• **EXERCISE GOAL**
Copy each line of the entries that contains the word "paper".

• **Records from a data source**
= = = =

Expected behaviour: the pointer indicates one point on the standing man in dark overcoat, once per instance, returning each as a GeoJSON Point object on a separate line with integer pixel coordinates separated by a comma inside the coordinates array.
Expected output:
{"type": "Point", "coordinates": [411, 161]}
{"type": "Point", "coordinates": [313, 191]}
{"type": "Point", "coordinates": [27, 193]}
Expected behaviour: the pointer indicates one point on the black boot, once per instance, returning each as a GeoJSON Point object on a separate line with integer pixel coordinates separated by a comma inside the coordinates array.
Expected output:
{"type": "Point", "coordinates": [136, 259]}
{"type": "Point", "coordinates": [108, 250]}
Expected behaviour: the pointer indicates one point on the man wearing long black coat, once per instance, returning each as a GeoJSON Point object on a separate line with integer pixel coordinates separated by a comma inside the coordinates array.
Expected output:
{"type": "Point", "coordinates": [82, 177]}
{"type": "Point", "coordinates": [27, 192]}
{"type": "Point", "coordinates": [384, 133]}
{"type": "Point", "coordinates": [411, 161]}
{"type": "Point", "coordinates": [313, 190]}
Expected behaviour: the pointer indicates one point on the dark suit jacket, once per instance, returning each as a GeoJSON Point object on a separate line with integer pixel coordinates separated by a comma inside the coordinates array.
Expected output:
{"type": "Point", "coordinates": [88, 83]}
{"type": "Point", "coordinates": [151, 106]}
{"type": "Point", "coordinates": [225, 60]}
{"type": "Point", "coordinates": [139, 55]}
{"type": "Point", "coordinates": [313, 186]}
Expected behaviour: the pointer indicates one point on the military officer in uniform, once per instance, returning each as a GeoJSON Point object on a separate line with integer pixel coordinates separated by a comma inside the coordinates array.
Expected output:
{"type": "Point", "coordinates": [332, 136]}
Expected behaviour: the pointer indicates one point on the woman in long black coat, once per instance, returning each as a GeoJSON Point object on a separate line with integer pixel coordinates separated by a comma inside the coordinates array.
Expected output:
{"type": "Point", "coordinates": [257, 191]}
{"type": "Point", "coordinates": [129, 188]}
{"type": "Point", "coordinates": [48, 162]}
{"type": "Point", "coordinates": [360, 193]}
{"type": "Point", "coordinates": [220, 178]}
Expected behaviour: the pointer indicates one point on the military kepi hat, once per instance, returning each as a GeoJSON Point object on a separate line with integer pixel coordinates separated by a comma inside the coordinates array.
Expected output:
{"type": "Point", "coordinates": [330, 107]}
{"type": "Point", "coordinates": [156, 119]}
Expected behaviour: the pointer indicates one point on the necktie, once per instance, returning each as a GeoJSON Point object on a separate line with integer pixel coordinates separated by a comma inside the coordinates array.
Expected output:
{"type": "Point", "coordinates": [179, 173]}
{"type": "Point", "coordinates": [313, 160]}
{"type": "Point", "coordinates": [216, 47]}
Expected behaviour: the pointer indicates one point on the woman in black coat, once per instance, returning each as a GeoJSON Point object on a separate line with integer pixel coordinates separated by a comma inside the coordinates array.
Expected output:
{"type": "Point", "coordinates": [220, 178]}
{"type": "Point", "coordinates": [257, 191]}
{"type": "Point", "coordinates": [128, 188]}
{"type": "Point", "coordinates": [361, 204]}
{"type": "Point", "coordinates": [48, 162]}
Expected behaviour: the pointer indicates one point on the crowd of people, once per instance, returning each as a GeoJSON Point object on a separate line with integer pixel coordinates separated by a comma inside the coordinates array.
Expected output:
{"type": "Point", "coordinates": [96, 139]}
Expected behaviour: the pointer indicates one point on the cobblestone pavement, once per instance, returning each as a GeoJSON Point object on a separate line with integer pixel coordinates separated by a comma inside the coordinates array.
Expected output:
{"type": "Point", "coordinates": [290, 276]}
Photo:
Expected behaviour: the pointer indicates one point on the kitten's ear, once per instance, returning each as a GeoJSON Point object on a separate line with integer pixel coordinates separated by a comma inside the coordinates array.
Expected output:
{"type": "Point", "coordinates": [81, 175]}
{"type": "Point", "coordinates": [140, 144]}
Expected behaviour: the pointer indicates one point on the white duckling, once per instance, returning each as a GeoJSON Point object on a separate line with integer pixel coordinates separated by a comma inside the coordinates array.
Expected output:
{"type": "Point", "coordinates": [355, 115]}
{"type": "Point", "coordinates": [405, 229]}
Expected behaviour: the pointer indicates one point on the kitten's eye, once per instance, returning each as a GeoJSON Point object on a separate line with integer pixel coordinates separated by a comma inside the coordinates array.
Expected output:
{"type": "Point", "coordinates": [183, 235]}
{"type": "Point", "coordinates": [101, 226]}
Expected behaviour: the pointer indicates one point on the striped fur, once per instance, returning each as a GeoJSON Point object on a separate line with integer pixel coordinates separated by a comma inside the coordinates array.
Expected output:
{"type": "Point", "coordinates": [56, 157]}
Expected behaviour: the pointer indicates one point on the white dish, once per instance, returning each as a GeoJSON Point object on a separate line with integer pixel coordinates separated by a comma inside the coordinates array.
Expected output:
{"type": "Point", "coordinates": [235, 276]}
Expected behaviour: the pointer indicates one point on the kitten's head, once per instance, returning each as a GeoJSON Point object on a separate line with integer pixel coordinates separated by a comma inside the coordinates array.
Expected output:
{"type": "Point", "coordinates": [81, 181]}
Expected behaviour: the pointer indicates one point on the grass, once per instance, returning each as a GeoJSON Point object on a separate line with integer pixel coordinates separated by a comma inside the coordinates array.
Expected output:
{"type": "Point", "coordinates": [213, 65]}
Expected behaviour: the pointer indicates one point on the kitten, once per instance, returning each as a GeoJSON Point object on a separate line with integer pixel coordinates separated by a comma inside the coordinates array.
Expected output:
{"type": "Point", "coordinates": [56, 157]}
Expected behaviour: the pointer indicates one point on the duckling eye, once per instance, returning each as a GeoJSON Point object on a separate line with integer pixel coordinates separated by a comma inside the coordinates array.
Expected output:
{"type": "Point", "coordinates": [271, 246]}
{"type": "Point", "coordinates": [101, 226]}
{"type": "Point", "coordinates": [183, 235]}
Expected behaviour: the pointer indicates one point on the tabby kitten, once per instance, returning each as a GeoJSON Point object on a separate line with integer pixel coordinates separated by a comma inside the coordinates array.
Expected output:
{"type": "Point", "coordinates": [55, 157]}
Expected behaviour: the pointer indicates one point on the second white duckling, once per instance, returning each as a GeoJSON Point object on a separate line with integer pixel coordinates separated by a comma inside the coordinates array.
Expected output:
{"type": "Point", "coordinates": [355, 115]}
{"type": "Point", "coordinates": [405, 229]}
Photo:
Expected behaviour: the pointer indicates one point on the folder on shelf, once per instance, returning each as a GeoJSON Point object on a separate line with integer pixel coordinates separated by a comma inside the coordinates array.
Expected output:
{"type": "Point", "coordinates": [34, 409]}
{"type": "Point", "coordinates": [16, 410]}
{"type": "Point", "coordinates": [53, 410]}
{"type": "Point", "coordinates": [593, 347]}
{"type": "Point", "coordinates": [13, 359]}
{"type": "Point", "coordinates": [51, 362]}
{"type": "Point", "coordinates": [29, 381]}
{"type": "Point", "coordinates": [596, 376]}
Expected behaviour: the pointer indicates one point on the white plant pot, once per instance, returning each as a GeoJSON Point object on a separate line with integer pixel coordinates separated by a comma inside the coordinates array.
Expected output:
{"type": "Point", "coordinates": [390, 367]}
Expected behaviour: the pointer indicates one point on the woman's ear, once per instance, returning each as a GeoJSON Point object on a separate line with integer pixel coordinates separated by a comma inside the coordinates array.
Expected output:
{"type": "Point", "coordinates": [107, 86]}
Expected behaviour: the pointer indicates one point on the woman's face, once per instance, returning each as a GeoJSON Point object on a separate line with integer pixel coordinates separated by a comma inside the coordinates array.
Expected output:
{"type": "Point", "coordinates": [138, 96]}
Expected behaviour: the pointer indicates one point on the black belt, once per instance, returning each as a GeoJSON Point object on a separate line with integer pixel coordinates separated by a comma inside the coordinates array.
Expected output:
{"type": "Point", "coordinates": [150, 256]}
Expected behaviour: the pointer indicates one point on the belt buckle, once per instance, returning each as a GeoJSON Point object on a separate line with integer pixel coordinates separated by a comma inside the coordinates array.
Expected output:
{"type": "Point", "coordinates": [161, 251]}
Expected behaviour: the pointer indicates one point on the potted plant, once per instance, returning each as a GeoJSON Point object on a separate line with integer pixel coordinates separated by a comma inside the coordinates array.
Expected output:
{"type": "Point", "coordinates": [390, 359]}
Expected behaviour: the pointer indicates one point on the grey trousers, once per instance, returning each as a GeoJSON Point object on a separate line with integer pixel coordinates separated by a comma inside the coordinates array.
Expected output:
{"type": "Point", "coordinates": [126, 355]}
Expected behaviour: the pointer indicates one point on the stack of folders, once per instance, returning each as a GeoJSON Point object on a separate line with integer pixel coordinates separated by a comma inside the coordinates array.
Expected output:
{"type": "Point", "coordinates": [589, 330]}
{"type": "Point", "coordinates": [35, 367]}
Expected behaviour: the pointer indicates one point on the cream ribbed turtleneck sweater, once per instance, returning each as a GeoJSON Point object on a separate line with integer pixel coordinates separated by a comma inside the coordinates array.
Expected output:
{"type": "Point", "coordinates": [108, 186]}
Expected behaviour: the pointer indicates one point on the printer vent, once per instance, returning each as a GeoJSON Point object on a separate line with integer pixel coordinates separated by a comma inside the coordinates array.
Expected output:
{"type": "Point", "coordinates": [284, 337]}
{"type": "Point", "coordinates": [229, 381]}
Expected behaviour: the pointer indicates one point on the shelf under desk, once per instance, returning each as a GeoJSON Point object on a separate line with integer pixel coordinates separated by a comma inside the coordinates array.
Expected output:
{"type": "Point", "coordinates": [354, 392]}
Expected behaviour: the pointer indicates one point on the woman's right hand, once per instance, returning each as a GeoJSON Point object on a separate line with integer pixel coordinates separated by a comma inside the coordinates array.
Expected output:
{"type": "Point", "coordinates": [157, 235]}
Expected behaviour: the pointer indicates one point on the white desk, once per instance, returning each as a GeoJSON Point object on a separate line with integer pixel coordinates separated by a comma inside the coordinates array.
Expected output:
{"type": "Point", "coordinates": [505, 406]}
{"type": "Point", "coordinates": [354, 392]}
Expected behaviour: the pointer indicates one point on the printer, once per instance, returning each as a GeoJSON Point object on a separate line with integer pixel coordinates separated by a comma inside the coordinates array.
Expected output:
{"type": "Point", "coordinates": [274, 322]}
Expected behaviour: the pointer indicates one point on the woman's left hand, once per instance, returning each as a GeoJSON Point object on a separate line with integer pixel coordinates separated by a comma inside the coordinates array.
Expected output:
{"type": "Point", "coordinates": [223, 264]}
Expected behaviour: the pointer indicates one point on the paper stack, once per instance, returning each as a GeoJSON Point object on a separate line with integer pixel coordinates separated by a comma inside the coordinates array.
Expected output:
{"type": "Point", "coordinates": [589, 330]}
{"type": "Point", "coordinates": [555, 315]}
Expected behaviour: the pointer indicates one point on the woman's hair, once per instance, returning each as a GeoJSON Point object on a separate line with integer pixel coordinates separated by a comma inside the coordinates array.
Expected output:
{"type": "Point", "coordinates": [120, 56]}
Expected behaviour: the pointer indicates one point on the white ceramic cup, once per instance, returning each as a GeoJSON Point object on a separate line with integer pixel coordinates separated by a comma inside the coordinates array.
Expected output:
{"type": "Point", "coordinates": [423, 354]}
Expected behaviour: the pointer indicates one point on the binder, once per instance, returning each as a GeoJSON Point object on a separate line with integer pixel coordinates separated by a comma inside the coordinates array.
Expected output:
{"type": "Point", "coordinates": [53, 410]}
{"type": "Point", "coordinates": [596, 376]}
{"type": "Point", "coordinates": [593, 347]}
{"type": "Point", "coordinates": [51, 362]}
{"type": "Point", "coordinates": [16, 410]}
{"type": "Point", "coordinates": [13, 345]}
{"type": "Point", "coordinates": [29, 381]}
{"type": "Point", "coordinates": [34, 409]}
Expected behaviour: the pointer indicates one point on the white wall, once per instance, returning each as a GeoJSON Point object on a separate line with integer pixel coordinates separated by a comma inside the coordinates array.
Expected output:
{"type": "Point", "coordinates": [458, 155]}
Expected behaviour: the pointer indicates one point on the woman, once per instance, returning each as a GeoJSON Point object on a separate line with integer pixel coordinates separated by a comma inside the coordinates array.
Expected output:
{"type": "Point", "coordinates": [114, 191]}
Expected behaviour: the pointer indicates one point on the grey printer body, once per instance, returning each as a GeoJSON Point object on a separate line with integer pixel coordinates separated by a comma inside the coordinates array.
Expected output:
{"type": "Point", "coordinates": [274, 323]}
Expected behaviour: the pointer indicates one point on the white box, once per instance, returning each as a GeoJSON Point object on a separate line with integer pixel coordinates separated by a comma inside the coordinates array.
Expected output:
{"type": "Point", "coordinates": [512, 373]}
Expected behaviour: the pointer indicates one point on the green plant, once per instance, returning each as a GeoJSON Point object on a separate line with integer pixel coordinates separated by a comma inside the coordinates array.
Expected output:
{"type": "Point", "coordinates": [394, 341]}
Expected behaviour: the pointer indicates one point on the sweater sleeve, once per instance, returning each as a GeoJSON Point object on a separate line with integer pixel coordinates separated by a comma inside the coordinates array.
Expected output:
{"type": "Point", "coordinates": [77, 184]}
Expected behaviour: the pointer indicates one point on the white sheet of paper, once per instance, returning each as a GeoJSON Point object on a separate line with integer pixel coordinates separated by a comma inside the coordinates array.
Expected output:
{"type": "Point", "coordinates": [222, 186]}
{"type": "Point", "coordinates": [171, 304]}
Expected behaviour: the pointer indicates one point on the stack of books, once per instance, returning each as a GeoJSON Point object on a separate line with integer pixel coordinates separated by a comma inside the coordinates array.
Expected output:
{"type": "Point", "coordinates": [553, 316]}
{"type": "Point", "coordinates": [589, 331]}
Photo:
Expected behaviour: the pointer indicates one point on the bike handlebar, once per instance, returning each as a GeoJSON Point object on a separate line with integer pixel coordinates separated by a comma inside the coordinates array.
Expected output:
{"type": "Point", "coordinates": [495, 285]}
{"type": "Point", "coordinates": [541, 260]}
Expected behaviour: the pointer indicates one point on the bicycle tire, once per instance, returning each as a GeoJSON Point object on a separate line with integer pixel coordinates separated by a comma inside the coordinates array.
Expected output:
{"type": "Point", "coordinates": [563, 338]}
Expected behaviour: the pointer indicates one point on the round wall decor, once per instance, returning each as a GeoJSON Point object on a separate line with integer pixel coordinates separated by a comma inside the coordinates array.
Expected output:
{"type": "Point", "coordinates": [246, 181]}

= = = =

• **TASK OUTPUT**
Expected behaviour: the pointer indicates one point on the paper stack, once per instance, returning each as a GeoJSON Point object on a separate line with integer pixel coordinates separated by a comma inside the coordinates array.
Expected behaviour: the pointer indicates one point on the white sheet of paper, once per instance, returning each as a GeoJSON Point object on a separate line with integer pixel coordinates separated by a comma inside the coordinates array.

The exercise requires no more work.